** Set problem **
In the text on Bayesian scoring rule calibration for approximate models, which affiliation is listed for Joshua J Bon?

Bayesian scoring rule calibration for approximate models

Joshua J Bon

CEREMADE, Université Paris-Dauphine

Talk overview

• Motivation
• Method
• Examples
• Theory

Joint work with

• Christopher Drovandi, QUT
• David Warne, QUT
• David Nott, NUS

Bayesian Inference

Approximations in Bayesian inference

Bayesian inference requires likelihoods, but…

• Intractable likelihoods
  • Use approximations
• Computationally expensive likelihoods
  • Use approximations
• Posterior evaluation
  • Use approximations

Approximations everywhere…

Likelihood approximations

• Limiting distributions
• Whittle likelihood
• Model simplification (e.g. SDE \(\rightarrow\) ODE)
• Linear noise approximation
• Kalman filter
• Particle filters

Posterior approximations

• Laplace
• INLA
• Variational inference
• Psuedo-marginal MCMC
• Approximate Bayesian Computation

Sampling approximations

• Importance sampling
• Sequential Monte Carlo
• Markov chain Monte Carlo (MH, ULA, MALA, HMC)

A good approximation?

Can we check posteriors based on approximation(s)?

Can we correct posteriors based on approximation(s)?

Correcting approximate posteriors

\[\begin{aligned}&\text{True posterior}:\quad &\Pi(\cdot\vert y) \\ &\text{Approximate posterior}:\quad &\check{\Pi}(\cdot\vert y) \\ &\text{Finite-sample approximate posterior}:\quad &\hat{\Pi}(\cdot\vert y)\end{aligned}\]

Correcting approximate posteriors

• Generally theory motivating \(\Pi(\cdot\vert y) \approx \check{\Pi}(\cdot\vert y)\)
  • But not for finite and/or given realisation of the data
• Theory for \(\check{\Pi}(\cdot\vert y) \approx \hat{\Pi}(\cdot\vert y)\) as \(N \rightarrow \infty\)

** Data records **

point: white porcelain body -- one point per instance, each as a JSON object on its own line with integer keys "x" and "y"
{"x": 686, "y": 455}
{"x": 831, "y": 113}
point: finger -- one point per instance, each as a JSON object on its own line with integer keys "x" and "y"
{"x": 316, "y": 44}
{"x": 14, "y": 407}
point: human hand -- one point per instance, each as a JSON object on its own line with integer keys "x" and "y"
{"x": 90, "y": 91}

** Worked answer **
CEREMADE, Université Paris-Dauphine.